SET EXERCISE: Rewrite the entries below, changing each "drop a dot" to "put a mark" and keeping everything else the same. Leave out the pictures.

GIVEN INFORMATION:
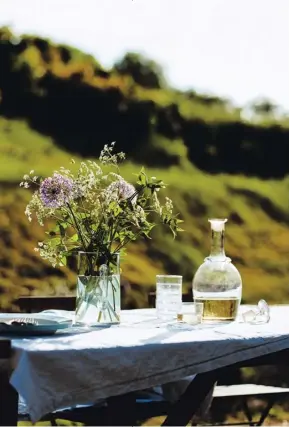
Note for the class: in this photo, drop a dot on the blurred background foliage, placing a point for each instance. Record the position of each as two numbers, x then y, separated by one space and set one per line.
218 160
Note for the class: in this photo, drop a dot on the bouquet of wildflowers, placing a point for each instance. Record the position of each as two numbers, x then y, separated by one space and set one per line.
95 209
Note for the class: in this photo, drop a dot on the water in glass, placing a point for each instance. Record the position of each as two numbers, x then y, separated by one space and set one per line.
168 296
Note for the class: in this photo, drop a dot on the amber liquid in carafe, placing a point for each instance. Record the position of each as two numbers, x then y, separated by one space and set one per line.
219 309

RESULT OF THE TASK:
Note for the class: in this photo, put a mark on the blurred background foliage, placing a point for each instance. Record the position of each as two numbers, x then y, separated by one space and set one per line.
218 160
Note for the class: in this photo, put a mark on the bouquet of wildflowers, placing a point for each instance. Record the position of each as two numbers, x then y, separated by one space and set one per line.
95 209
Note for the class: in this photo, put a mark on the water in glass, placing a point for each instance. Record the position of each as two numbers, x then y, separated by one space and set one per line.
168 296
Note for the class: in this photo, put a mark on the amber liquid in carafe, placing a point for each instance. Record the position of each as two numbers, x then y, separated by one space and set one per line.
219 309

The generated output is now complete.